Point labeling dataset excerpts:
_ _ _ _

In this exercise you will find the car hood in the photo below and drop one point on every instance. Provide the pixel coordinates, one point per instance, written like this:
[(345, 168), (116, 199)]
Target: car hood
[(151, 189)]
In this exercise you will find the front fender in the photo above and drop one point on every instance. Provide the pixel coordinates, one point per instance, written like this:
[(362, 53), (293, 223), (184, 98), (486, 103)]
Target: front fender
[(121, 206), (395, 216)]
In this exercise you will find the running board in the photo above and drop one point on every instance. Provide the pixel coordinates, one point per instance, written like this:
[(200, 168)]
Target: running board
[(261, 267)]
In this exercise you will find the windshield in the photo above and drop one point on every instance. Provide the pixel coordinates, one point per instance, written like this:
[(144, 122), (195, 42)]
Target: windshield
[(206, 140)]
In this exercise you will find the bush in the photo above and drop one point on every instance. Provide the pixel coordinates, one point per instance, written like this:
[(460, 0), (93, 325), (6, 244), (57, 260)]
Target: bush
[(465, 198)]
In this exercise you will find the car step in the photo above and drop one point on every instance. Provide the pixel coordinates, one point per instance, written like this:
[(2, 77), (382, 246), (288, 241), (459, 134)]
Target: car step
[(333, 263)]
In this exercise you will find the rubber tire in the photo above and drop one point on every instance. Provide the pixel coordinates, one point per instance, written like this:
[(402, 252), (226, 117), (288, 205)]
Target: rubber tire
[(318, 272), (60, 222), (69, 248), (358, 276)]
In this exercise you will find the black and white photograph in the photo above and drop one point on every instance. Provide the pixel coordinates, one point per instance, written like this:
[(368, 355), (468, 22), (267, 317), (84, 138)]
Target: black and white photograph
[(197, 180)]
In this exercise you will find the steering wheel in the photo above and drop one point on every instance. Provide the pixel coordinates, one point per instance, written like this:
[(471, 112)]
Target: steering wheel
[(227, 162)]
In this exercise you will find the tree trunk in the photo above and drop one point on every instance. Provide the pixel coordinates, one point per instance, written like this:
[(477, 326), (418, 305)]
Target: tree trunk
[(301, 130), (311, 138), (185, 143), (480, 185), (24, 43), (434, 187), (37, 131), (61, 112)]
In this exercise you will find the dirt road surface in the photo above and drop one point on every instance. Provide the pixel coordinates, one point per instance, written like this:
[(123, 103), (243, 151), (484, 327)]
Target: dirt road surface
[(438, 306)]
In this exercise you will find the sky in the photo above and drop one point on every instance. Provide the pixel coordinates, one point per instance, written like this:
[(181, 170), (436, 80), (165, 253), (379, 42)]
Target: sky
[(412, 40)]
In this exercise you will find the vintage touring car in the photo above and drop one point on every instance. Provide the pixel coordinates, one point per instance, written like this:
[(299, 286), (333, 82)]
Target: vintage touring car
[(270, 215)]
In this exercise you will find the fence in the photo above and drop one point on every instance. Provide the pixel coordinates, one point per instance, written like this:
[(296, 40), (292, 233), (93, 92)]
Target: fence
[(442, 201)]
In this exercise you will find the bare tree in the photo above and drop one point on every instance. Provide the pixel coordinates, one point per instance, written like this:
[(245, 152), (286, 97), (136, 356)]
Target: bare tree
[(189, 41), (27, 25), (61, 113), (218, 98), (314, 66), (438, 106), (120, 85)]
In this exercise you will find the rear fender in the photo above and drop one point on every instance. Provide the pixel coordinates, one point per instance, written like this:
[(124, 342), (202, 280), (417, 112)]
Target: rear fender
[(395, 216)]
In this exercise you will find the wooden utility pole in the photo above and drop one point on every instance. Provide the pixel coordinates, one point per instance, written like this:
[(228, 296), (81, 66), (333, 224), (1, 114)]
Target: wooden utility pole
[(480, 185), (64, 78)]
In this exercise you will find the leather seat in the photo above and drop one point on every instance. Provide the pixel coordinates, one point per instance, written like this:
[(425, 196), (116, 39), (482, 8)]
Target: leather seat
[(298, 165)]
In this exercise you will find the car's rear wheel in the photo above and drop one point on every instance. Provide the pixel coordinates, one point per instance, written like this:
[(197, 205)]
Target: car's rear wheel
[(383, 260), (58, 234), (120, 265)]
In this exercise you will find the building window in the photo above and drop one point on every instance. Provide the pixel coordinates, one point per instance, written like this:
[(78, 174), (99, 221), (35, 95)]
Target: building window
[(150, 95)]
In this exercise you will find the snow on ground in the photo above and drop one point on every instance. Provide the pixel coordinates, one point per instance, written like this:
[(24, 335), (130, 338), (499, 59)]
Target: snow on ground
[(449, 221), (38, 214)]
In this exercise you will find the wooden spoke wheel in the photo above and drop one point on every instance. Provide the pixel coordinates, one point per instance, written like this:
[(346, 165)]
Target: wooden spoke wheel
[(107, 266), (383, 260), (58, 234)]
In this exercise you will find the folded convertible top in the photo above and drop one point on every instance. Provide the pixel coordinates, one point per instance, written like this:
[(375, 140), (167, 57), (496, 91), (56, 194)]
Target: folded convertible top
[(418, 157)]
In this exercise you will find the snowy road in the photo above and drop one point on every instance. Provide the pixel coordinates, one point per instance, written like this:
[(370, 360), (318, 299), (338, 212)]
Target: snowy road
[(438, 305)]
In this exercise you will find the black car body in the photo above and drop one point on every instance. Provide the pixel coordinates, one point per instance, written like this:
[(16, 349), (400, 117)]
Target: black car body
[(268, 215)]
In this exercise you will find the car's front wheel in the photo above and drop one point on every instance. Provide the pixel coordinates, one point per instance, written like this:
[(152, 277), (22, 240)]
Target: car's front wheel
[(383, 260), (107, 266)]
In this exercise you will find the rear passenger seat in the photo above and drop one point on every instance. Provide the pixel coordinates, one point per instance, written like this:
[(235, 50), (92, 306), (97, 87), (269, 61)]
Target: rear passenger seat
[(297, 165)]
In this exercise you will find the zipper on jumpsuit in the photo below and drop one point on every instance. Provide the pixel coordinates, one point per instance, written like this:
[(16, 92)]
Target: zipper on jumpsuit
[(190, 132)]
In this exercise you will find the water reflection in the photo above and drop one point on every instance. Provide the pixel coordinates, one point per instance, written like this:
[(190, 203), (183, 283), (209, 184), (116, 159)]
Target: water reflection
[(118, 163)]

_ _ _ _

Write out all of the items above again, substituting "place" for each "drop" and keeping everything else unchanged.

## Result of the task
In this exercise you will find the car hood in the photo below and place one point on every instance. Provide the pixel coordinates, one point per instance, written like this:
[(345, 168), (116, 199)]
Target: car hood
[(151, 189)]
In this exercise you will find the front fender in the photo above and place one point on every instance. Provide the pixel coordinates, one point per instance, written like this:
[(362, 53), (293, 223), (184, 98), (486, 103)]
Target: front fender
[(121, 206), (395, 216)]
In this exercise you will find the running board in the photo above and place one point on every instance. Provide the pixel coordinates, one point per instance, written like this:
[(200, 168)]
Target: running board
[(261, 267)]
In this exercise you will find the windshield in the photo above and place one point on every instance. Provide the pixel coordinates, one point per instance, written like this:
[(144, 122), (195, 42)]
Target: windshield
[(206, 140)]
In this exercise you will find the bush in the photo above and place one point on every instance. Provide the pixel coordinates, one point per instance, written like this:
[(460, 0), (93, 325), (6, 244), (57, 260)]
Target: bush
[(465, 198)]
In this exercise you will find the car step in the photo above and place one point on every instance. Provide the pixel coordinates, one point per instance, written like this:
[(2, 77), (382, 246), (288, 241), (459, 134)]
Target: car step
[(333, 263)]
In this exercise you will find the rubber tire in the photo above and place one point on every instance. Provide the pixel coordinates, one point per instance, written like this:
[(402, 252), (226, 117), (288, 205)]
Target: rubber tire
[(318, 272), (60, 222), (69, 248), (358, 276)]
In this exercise you will find the black and white photograph in the photo above and place one point on every instance. Provide the pixel coordinates, one point per instance, written like this:
[(368, 355), (468, 22), (267, 317), (84, 138)]
Target: black and white photograph
[(197, 180)]
In this exercise you will find the steering wheel in the photo above and place one point on every instance. Provide the pixel coordinates, one point per instance, written like this:
[(471, 112)]
Target: steering wheel
[(227, 162)]
In this exercise you will find the tree trunk in the photo above and place one point on every instance. Provide the pixel coordinates, one point per instance, written like this:
[(477, 326), (418, 305)]
Target: tree trunk
[(301, 130), (311, 138), (185, 143), (480, 185), (24, 43), (434, 187), (37, 131), (61, 112)]
In this exercise you will find the dirt road surface in the photo above and place one point on every instance. Provide the pixel coordinates, one point per instance, written like this:
[(123, 103), (243, 151), (484, 327)]
Target: dirt road surface
[(438, 306)]
In this exercise you will find the sky in the photo above and place one point on every instance. Provide the pixel coordinates, one point per instance, written like this:
[(181, 170), (436, 80), (165, 253), (379, 42)]
Target: sky
[(412, 40)]
In this exercise you will find the vintage touring car in the photo above and place one point on every instance. Provide the pixel coordinates, one point per instance, written like this:
[(299, 286), (333, 82)]
Target: vintage touring car
[(270, 215)]
In this exercise you will find the fence in the photo above and place one point on every instance. Provide the pixel coordinates, one point per instance, written like this:
[(296, 40), (292, 233), (93, 92)]
Target: fence
[(442, 201)]
In this exercise you will find the bare tree in the photo above and place one point on every instance. Provide the pixel coordinates, one point per instance, written like this:
[(245, 152), (286, 97), (136, 356)]
Target: bare tree
[(189, 41), (27, 25), (61, 113), (218, 98), (314, 66), (438, 106), (120, 85)]
In this exercise you will find the rear fender in the photo above and place one point on every instance. Provide the pixel coordinates, one point per instance, written like this:
[(124, 342), (202, 280), (417, 112)]
Target: rear fender
[(395, 216)]
In this exercise you will find the wooden utility pole in the photo above and place one point on every instance. Provide the pixel coordinates, one point per instance, written like this:
[(228, 296), (81, 66), (333, 224), (1, 114)]
Target: wooden utility pole
[(480, 185), (64, 78)]
In this exercise you will find the leather seat in the photo above and place one point on every instance. Provide the pixel coordinates, one point per instance, written like this:
[(425, 196), (116, 39), (482, 8)]
Target: leather seat
[(298, 165)]
In this exercise you will find the car's rear wheel in the photo above and place one point on every instance. Provide the pixel coordinates, one point per instance, written like this:
[(197, 205)]
Target: car's rear wheel
[(383, 260), (58, 234), (120, 265)]
In this exercise you will find the building window in the photo above and place one point on every instance. Provide the pixel coordinates, one point per instance, written like this:
[(78, 174), (99, 221), (35, 95)]
Target: building window
[(150, 95)]
In this exercise you will find the snow on ground in the photo above and place one point on every instance. Provide the pixel coordinates, one point per instance, written like this:
[(24, 335), (130, 338), (499, 59)]
Target: snow on ground
[(449, 221), (38, 214)]
In this exercise you will find the wooden spoke wheel in the photo above and place one point on every instance. Provide the pixel coordinates, one point per instance, written like this:
[(346, 165)]
Target: wooden spoke wheel
[(107, 266), (383, 260), (58, 234)]
In this exercise you will find the folded convertible top in the photo above and place one point on every instance. Provide the pixel coordinates, one point per instance, written like this:
[(375, 140), (167, 57), (496, 91), (56, 194)]
Target: folded convertible top
[(418, 157)]
In this exercise you will find the snowy road in the photo above and place one point on every instance. Provide the pixel coordinates, one point per instance, written like this:
[(370, 360), (318, 299), (338, 212)]
Target: snowy road
[(438, 305)]
In this exercise you will find the black car body in the photo above and place one point on every instance. Provide the pixel coordinates, one point per instance, written like this:
[(16, 349), (400, 117)]
Target: black car body
[(268, 215)]
In this exercise you will find the car's front wheel in the photo above and place one point on every instance. Provide the pixel coordinates, one point per instance, written like this:
[(152, 277), (22, 240)]
Target: car's front wheel
[(383, 260), (107, 266)]
In this exercise you will find the rear passenger seat in the photo above and place one point on every instance. Provide the pixel coordinates, one point per instance, written like this:
[(235, 50), (92, 306), (97, 87), (269, 61)]
Target: rear passenger seat
[(297, 165)]
In this exercise you will find the zipper on jumpsuit in the photo below and place one point on every instance. Provide the pixel coordinates, one point per instance, written like this:
[(16, 92)]
Target: zipper on jumpsuit
[(190, 132)]
In this exercise you will find the water reflection in the photo above and place one point on every instance. Provide the pixel coordinates, one point per instance, written like this:
[(190, 203), (183, 283), (209, 184), (116, 159)]
Target: water reflection
[(118, 163)]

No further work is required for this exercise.